PROBLEM STATEMENT: Find every line in the records below that contains "answered", and copy it.

RECORDED DATA:

╭──

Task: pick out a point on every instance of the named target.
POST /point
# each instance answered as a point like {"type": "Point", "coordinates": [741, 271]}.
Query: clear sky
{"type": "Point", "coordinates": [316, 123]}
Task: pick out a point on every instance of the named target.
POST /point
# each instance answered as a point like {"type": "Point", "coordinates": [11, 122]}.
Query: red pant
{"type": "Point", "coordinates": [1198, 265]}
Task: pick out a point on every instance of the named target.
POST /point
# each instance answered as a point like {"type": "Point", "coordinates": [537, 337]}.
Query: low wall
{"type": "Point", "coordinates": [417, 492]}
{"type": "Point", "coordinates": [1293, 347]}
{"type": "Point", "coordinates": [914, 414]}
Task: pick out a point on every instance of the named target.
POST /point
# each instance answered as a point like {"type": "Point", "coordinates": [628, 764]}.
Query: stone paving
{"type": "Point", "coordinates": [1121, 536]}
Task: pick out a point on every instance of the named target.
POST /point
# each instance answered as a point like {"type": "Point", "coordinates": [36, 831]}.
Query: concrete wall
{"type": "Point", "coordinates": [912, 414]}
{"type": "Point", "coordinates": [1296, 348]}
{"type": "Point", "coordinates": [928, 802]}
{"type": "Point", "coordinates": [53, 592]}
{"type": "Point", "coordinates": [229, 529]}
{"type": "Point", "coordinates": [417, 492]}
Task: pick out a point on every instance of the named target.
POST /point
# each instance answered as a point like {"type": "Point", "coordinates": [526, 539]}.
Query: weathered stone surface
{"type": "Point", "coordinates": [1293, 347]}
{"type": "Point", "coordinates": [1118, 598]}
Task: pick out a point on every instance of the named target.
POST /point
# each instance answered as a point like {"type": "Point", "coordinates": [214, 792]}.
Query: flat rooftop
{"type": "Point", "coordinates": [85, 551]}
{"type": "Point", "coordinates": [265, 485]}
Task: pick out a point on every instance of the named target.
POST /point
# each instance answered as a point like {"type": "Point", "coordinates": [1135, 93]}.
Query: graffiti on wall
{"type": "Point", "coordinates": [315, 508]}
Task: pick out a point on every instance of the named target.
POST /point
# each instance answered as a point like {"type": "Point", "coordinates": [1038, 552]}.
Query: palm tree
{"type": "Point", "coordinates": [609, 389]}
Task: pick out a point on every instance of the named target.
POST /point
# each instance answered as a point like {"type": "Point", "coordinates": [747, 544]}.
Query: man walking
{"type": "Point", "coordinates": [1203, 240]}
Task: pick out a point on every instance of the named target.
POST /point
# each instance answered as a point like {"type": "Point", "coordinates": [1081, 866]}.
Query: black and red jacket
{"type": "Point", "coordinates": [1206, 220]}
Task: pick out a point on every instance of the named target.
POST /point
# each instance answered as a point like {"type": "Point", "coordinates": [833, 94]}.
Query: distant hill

╰──

RESPONSE:
# each instance answered as a point like {"type": "Point", "coordinates": [741, 271]}.
# each instance answered as a point like {"type": "Point", "coordinates": [11, 122]}.
# each instance answered as a point like {"type": "Point", "coordinates": [537, 337]}.
# each instance answered as a point like {"type": "Point", "coordinates": [628, 764]}.
# each instance answered as a point like {"type": "Point", "coordinates": [36, 831]}.
# each instance answered as a point like {"type": "Point", "coordinates": [526, 539]}.
# each instance answered as a point like {"type": "Point", "coordinates": [214, 792]}.
# each instance answered as a point like {"type": "Point", "coordinates": [1135, 93]}.
# each instance answered as a point like {"type": "Point", "coordinates": [1038, 552]}.
# each instance answered as a point like {"type": "Point", "coordinates": [747, 544]}.
# each instance answered as a point like {"type": "Point", "coordinates": [1081, 866]}.
# each instance answered as a point like {"type": "Point", "coordinates": [833, 94]}.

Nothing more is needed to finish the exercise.